Word for word, set down the records and skip each picture.

---- Record excerpts

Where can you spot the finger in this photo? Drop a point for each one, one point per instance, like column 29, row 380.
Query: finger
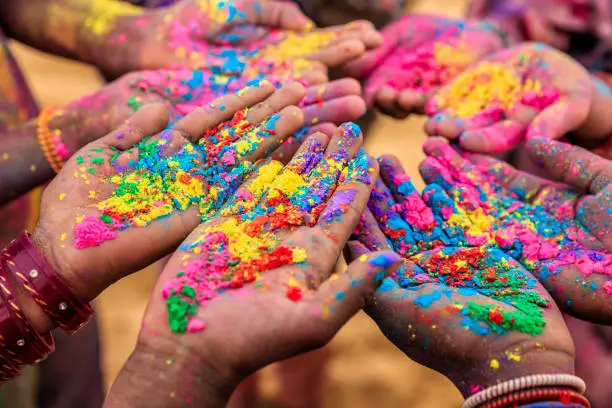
column 410, row 204
column 265, row 138
column 147, row 121
column 447, row 125
column 369, row 233
column 338, row 110
column 291, row 94
column 308, row 155
column 338, row 54
column 497, row 138
column 347, row 293
column 345, row 143
column 362, row 30
column 329, row 91
column 278, row 14
column 249, row 194
column 572, row 165
column 349, row 200
column 558, row 119
column 386, row 100
column 197, row 123
column 287, row 149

--------

### [Exercise response]
Where can you spot the finger in this photo? Drop a point for each one, one point per instance, like column 29, row 380.
Query: finger
column 410, row 204
column 265, row 138
column 147, row 121
column 447, row 125
column 369, row 233
column 338, row 110
column 291, row 94
column 308, row 155
column 338, row 54
column 497, row 138
column 347, row 293
column 345, row 143
column 362, row 30
column 329, row 91
column 278, row 14
column 249, row 194
column 572, row 165
column 349, row 200
column 558, row 119
column 386, row 100
column 197, row 123
column 287, row 149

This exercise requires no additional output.